Your task: For every line in the data below that contains "table", copy the line.
*** Opening of Records for processing ***
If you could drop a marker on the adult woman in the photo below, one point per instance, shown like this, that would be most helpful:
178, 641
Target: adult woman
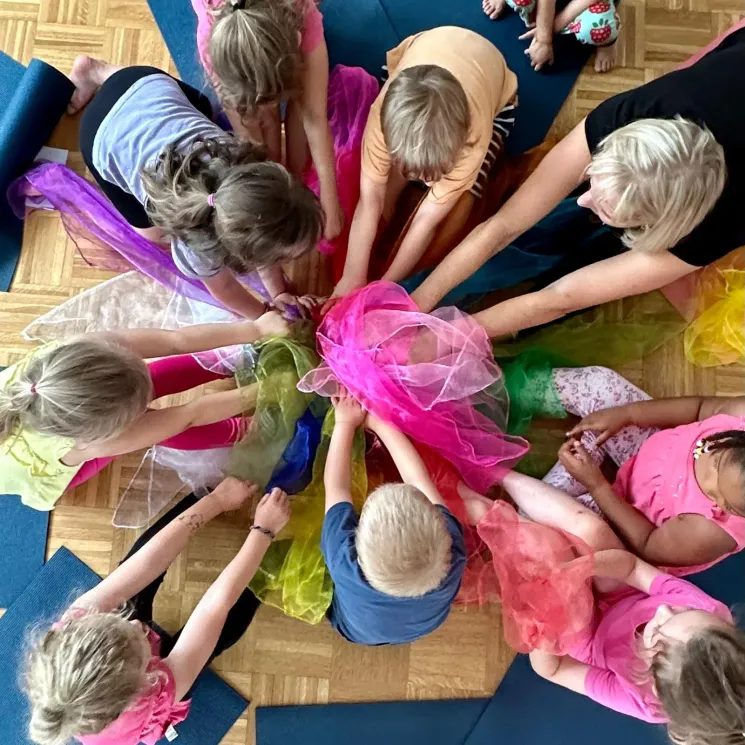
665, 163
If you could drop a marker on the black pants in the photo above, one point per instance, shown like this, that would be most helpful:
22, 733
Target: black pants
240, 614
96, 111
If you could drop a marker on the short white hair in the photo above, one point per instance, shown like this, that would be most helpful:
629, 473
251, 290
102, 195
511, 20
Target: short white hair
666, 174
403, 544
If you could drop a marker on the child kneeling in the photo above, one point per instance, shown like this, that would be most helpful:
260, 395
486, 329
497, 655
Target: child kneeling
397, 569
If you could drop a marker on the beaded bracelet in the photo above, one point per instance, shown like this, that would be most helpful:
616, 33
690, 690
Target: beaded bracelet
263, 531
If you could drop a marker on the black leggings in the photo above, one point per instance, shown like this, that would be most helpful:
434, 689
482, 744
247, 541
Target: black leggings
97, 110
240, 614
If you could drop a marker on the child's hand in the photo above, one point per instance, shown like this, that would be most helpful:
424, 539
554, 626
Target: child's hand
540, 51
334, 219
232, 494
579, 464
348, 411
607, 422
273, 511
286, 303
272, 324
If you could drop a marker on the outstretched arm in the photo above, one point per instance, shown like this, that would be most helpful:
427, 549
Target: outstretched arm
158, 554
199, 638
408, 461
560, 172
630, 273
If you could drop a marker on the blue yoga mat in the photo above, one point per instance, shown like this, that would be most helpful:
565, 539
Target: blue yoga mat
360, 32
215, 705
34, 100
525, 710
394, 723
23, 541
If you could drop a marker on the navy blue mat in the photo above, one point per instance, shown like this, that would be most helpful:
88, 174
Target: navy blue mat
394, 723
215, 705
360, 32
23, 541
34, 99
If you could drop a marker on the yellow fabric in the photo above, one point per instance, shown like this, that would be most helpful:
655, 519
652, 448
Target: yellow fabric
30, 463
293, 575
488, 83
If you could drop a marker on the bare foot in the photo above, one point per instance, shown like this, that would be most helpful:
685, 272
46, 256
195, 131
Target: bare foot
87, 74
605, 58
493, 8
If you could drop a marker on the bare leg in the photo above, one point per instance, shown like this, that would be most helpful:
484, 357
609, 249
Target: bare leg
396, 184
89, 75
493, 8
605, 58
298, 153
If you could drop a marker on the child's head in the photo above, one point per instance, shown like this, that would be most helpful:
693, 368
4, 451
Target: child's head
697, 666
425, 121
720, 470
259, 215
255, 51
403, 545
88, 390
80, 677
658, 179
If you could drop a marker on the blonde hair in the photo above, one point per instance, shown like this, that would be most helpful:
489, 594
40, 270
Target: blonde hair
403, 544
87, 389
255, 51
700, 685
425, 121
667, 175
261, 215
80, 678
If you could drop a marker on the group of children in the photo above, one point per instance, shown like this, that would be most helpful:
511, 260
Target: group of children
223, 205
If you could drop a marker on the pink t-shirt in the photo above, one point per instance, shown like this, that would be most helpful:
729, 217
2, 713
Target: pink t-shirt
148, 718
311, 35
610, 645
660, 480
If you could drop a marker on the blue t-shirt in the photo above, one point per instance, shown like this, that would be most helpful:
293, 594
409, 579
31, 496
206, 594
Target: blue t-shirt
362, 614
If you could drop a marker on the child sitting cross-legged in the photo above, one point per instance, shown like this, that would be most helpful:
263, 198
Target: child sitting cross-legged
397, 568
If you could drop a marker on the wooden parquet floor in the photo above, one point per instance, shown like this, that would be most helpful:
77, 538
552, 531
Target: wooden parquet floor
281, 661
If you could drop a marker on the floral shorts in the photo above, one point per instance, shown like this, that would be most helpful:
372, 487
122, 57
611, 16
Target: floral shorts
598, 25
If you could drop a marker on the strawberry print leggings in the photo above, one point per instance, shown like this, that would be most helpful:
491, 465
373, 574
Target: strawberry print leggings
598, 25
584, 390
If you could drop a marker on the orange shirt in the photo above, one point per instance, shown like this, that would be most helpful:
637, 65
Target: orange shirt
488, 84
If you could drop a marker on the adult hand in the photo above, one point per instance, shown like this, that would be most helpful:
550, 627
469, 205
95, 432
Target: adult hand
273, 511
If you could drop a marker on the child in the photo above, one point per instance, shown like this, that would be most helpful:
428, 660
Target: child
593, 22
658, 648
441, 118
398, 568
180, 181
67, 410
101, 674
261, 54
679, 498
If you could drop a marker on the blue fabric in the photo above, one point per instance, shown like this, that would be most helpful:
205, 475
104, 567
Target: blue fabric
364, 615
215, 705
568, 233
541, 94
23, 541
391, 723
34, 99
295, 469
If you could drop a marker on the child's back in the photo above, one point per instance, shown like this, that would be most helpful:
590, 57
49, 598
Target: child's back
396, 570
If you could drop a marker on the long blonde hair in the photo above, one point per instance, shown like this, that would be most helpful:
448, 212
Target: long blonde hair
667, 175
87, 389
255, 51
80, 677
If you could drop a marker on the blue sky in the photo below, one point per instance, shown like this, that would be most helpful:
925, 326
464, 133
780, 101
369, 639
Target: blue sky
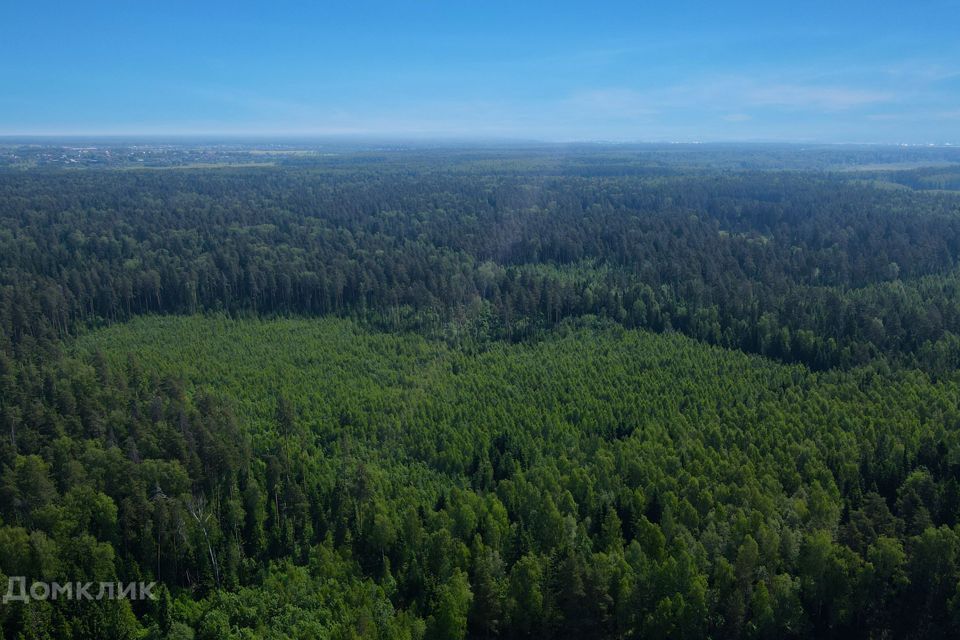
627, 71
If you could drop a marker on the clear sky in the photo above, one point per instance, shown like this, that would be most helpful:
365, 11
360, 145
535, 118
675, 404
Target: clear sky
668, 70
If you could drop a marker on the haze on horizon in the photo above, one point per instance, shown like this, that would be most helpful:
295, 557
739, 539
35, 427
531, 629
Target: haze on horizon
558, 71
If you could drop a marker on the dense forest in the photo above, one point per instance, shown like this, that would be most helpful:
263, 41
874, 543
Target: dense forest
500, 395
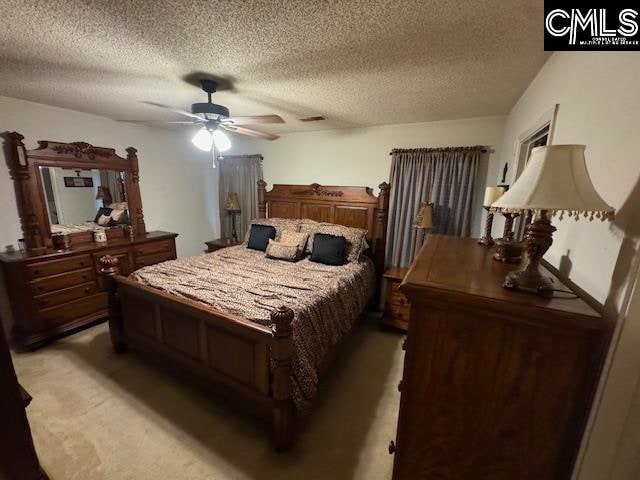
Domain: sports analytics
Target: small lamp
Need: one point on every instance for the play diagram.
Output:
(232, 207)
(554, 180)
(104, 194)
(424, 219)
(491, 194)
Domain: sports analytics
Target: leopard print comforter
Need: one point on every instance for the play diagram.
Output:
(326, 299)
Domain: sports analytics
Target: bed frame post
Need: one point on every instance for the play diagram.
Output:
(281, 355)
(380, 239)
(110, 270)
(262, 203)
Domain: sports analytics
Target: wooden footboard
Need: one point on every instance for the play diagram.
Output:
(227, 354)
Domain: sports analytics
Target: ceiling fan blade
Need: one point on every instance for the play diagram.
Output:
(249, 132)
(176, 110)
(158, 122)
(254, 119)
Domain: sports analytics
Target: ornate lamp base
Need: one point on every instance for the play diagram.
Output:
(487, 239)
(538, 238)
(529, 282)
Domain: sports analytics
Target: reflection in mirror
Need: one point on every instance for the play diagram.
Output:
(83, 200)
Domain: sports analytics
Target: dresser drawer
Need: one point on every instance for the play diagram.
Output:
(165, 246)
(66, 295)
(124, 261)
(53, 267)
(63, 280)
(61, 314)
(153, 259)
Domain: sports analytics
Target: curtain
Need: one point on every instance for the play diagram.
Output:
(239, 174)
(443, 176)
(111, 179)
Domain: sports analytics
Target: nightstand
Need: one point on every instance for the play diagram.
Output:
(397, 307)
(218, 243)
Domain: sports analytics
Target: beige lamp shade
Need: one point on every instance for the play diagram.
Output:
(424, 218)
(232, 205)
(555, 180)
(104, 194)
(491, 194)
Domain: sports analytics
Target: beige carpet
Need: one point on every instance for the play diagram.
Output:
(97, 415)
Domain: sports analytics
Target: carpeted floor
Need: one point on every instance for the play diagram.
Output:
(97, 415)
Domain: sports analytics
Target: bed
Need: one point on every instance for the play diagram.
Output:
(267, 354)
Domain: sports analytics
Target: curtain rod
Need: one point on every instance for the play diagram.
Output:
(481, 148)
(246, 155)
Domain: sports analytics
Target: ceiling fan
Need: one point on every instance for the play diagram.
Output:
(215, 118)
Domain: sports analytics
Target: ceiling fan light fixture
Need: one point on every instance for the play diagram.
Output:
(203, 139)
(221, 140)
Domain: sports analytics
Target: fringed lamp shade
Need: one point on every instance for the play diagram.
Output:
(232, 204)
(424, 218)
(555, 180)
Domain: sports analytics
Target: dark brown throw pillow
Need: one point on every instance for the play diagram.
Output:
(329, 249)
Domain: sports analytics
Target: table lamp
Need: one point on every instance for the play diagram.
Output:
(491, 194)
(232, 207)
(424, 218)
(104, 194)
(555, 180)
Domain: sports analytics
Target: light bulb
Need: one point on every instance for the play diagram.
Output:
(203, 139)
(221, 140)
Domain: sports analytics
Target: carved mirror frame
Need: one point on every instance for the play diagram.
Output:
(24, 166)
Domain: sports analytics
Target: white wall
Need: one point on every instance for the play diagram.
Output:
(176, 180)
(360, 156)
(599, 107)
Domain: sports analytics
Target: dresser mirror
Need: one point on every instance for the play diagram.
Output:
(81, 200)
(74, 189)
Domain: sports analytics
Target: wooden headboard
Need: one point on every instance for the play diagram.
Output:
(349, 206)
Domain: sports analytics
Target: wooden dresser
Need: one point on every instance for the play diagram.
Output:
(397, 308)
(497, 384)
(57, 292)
*** Close of Records for processing ***
*** Opening of Records for processing ***
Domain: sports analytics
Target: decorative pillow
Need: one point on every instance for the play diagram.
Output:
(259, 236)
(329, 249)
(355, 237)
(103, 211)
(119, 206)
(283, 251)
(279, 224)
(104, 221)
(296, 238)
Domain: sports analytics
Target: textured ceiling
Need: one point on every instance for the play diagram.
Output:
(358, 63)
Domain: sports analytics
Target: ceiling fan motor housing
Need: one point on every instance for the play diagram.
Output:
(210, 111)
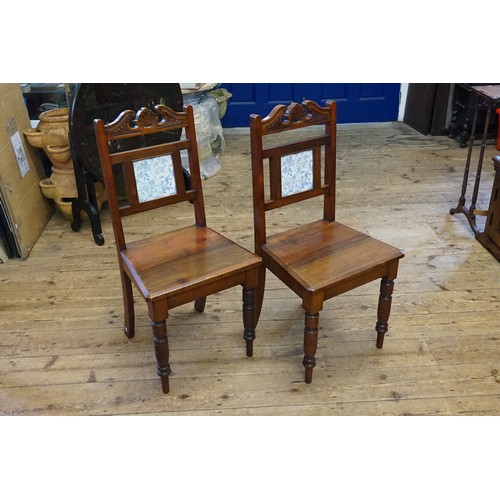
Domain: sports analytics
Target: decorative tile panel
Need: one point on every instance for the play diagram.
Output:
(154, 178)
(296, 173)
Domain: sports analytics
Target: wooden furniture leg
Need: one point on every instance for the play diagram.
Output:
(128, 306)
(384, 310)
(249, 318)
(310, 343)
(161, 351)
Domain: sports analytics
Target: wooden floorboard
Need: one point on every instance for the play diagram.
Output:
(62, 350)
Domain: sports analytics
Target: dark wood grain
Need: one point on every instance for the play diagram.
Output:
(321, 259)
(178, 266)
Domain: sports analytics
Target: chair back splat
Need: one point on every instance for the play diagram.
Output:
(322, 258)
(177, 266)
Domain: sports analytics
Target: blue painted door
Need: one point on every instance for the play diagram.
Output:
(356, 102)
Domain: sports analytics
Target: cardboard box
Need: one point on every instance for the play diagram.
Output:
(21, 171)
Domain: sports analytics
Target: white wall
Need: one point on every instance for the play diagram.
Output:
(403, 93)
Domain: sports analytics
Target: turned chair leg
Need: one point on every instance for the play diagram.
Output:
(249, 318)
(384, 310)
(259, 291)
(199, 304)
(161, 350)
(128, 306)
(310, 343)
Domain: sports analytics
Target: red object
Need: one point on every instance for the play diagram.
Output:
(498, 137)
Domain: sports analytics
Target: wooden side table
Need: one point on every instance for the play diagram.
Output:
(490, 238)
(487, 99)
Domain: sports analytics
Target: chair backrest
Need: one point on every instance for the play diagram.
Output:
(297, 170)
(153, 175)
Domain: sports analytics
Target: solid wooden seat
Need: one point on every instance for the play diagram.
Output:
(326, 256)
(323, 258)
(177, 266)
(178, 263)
*** Close of Records for processing ***
Result below:
Target: table lamp
Target: wooden side table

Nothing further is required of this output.